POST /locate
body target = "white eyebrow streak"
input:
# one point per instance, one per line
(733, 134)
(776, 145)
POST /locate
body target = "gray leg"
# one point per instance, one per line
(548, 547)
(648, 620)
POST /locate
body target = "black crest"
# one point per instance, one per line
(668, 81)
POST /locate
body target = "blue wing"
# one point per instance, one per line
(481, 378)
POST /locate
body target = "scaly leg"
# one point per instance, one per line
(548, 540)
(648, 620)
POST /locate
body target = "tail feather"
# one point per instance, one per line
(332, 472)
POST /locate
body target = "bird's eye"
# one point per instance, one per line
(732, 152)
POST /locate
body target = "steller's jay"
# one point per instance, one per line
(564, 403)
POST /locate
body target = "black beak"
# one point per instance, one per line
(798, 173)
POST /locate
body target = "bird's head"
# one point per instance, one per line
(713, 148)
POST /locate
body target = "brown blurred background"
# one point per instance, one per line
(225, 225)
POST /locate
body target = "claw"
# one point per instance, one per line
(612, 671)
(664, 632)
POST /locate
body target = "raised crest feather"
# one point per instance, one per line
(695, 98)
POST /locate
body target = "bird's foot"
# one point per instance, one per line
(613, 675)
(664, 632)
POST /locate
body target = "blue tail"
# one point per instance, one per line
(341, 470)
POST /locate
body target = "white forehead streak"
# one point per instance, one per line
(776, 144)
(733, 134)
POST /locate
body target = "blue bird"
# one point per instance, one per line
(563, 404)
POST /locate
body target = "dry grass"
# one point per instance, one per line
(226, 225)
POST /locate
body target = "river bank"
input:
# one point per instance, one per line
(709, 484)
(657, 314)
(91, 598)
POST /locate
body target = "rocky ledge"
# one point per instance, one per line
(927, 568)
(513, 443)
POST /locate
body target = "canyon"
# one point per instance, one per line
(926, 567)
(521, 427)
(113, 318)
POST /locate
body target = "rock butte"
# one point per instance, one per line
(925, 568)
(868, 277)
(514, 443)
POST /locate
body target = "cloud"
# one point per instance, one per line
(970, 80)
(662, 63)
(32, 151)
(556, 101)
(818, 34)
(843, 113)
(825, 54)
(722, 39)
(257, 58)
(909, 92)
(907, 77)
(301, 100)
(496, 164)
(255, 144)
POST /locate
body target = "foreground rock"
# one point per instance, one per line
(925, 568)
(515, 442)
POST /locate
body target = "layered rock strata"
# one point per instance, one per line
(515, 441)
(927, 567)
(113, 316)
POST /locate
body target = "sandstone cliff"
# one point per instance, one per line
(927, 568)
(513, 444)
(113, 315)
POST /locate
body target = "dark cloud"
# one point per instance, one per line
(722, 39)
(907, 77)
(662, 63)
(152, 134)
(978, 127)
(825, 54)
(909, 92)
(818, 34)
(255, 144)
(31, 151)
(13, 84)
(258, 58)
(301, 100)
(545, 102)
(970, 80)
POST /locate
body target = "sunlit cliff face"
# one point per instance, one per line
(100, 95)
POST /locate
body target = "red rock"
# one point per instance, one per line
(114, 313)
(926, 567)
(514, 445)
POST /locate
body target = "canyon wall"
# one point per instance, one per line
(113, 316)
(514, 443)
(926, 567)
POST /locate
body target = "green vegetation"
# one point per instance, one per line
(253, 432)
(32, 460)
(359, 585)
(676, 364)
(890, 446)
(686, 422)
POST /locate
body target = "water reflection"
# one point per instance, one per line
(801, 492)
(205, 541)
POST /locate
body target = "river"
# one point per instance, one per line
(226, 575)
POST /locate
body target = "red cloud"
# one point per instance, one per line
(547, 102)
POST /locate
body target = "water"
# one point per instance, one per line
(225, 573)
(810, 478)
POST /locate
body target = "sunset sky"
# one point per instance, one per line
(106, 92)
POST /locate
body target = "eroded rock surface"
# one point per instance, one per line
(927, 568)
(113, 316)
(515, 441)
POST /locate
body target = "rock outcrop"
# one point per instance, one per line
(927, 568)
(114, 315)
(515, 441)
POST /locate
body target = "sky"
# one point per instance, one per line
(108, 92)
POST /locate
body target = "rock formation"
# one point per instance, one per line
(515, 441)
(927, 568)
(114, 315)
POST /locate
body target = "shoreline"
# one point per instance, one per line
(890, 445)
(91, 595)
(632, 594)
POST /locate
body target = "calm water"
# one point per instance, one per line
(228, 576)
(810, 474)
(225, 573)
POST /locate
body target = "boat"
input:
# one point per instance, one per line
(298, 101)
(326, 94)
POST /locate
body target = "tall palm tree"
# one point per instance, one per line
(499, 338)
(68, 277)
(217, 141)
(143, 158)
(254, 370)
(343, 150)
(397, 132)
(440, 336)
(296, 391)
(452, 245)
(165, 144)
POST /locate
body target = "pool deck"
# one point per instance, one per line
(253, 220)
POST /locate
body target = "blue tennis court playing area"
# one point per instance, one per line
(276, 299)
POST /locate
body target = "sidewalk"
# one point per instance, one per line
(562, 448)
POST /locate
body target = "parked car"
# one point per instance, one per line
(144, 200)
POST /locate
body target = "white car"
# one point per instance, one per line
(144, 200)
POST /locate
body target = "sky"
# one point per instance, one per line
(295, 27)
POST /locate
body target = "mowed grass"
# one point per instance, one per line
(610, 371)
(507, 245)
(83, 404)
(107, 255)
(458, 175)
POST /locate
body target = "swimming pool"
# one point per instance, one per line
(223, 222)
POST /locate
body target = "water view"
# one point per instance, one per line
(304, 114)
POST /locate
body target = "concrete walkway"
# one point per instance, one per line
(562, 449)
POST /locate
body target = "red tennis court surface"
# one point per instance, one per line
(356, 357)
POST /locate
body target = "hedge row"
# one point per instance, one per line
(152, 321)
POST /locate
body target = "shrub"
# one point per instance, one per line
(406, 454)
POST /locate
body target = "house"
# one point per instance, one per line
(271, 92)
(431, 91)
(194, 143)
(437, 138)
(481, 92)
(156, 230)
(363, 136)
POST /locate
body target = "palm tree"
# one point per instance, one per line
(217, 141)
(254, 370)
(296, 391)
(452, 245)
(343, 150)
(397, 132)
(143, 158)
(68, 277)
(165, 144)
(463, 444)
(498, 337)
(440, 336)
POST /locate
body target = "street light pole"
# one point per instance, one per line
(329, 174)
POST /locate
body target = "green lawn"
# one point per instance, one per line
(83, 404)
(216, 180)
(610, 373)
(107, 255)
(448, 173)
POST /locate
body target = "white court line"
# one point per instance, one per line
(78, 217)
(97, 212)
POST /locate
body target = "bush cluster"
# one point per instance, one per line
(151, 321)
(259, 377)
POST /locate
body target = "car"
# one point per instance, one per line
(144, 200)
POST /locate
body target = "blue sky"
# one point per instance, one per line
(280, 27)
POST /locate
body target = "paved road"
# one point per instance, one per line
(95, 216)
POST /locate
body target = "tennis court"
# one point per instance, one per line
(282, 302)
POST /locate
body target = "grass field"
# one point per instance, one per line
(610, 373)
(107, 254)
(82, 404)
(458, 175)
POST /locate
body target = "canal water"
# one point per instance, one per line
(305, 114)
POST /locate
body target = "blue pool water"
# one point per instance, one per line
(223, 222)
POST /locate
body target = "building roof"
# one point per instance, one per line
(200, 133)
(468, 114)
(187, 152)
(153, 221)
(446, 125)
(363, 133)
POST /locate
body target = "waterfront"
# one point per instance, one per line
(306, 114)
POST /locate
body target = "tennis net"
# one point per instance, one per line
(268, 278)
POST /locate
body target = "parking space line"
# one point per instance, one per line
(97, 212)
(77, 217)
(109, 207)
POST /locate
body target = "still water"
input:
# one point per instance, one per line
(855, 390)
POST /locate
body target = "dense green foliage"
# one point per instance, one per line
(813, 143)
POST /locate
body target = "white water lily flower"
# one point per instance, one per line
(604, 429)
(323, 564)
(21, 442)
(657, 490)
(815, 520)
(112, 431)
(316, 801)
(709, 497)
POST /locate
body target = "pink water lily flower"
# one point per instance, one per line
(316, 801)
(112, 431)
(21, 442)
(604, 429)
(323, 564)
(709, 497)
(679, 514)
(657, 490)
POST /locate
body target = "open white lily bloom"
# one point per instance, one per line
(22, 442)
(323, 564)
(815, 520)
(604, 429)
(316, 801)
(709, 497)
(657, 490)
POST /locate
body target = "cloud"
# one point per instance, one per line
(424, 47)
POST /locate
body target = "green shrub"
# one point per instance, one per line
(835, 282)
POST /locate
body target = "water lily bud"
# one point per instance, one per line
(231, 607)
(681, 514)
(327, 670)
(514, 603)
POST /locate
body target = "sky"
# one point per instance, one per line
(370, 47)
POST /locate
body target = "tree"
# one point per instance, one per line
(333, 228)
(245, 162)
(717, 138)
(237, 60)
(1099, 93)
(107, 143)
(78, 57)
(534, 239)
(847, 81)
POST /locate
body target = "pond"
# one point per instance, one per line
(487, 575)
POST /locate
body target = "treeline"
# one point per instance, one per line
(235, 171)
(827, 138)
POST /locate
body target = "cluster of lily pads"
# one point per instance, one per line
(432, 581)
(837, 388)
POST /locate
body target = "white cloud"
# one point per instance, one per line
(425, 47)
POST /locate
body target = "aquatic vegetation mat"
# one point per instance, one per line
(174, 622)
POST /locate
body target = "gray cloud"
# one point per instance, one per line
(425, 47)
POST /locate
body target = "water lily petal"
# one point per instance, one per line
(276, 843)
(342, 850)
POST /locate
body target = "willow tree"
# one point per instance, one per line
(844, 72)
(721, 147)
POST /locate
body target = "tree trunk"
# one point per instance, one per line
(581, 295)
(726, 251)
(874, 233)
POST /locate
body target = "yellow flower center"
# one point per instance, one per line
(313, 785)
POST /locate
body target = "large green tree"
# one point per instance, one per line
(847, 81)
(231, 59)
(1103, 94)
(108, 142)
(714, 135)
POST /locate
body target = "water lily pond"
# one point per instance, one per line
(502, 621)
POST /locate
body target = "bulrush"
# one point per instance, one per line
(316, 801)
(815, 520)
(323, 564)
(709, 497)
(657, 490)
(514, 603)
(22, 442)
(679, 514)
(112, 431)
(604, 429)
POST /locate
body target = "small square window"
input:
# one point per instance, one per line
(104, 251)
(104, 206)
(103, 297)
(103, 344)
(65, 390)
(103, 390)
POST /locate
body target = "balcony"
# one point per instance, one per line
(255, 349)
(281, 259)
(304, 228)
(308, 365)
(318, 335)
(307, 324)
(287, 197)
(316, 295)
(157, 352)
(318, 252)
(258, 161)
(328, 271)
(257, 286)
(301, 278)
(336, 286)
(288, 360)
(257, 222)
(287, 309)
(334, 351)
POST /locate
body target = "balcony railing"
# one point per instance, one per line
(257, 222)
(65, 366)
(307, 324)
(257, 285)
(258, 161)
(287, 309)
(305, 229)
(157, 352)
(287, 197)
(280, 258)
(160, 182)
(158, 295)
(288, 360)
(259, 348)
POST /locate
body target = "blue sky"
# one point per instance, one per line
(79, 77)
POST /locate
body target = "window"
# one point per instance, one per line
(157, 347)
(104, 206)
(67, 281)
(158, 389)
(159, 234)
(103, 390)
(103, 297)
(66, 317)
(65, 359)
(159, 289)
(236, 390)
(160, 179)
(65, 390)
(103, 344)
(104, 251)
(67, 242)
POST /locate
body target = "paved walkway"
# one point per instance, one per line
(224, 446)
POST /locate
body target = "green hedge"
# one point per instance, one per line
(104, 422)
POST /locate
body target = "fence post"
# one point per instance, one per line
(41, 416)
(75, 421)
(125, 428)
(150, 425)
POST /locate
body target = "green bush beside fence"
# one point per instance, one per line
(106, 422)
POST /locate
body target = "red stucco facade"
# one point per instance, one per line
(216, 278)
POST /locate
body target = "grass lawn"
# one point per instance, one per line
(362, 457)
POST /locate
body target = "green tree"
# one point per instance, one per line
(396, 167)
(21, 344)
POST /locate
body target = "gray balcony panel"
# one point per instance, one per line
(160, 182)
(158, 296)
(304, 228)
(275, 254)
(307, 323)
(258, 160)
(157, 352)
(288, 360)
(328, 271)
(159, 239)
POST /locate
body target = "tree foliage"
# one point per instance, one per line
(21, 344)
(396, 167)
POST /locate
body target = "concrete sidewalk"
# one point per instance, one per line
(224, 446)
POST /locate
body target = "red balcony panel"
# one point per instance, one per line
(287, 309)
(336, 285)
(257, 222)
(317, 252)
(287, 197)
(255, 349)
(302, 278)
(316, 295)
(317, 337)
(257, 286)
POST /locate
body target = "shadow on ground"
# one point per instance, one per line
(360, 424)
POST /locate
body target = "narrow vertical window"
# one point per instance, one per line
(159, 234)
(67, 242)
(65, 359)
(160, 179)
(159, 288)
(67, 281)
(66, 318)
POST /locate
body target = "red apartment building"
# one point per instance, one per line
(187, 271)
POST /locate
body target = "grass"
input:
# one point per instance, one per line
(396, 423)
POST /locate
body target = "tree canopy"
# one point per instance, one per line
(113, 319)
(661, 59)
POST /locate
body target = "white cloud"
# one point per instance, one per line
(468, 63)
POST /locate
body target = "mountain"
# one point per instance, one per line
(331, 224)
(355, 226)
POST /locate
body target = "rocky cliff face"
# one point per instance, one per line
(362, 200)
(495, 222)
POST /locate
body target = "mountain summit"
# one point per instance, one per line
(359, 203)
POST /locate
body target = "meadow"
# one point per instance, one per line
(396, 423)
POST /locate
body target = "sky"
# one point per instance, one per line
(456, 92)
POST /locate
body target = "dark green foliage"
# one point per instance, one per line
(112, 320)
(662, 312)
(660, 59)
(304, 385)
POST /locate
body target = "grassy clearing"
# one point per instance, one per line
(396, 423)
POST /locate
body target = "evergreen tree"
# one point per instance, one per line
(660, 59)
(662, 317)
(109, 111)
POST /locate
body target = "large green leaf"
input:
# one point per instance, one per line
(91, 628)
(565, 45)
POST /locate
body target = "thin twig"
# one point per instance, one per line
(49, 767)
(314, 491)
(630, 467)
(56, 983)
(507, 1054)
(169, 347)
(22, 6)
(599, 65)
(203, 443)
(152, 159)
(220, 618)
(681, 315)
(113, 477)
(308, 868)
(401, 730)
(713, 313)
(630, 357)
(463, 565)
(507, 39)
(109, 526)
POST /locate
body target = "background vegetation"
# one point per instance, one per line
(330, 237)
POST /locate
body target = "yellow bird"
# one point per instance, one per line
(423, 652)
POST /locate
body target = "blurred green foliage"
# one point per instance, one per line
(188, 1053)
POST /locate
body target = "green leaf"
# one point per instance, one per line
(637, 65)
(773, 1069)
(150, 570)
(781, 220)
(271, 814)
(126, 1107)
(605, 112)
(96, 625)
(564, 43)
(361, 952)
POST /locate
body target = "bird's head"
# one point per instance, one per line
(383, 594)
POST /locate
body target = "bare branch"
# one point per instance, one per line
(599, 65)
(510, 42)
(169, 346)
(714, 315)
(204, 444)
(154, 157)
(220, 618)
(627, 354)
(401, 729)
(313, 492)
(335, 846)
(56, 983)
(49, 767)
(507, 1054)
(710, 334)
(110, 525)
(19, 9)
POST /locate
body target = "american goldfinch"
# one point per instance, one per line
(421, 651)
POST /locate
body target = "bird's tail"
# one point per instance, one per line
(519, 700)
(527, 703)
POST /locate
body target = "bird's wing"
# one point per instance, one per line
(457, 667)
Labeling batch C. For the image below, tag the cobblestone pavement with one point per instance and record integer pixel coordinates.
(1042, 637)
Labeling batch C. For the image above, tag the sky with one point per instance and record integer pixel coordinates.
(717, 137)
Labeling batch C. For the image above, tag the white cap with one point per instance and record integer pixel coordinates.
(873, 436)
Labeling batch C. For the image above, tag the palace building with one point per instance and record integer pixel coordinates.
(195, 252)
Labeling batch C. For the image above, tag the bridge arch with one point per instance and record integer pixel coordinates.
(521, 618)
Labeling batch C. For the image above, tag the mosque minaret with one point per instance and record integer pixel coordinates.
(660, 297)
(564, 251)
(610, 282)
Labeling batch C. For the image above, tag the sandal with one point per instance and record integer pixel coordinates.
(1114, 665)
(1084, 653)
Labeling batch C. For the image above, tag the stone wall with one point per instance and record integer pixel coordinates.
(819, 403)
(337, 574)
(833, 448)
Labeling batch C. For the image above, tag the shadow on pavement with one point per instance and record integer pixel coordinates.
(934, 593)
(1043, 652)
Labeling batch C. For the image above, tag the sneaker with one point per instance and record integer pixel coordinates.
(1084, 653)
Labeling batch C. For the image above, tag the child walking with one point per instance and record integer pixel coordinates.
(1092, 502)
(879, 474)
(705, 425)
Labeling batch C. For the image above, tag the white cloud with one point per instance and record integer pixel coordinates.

━━━━━━━━━━━━━━━━━━━━━━━━━━━━━━

§ Description of the task: Could you convert the data, from the line containing "Labeling batch C. For the image above, tag the stone" through the end of the data inclusive, into a Markdown table with the columns Row and Line, leaving out any blank lines?

§ Exercise response:
| Row | Line |
|---|---|
| 1 | Labeling batch C. For the image above, tag the stone wall with one point per instance and record integer pixel coordinates. |
| 2 | (819, 403) |
| 3 | (337, 574) |
| 4 | (833, 448) |
| 5 | Labeling batch C. For the image above, tag the shadow on pavement with one point per instance and record integer pixel coordinates. |
| 6 | (934, 593) |
| 7 | (1043, 652) |
| 8 | Labeling batch C. For the image above, tag the sneaker with one point per instance and record integer pixel coordinates. |
| 9 | (1084, 653) |
| 10 | Labeling batch C. For the image above, tag the child walking with one point per instance and record integer pixel coordinates. |
| 11 | (1092, 502) |
| 12 | (879, 474) |
| 13 | (705, 425) |
| 14 | Labeling batch C. For the image above, tag the white cloud with one point per instance and record integer pixel coordinates. |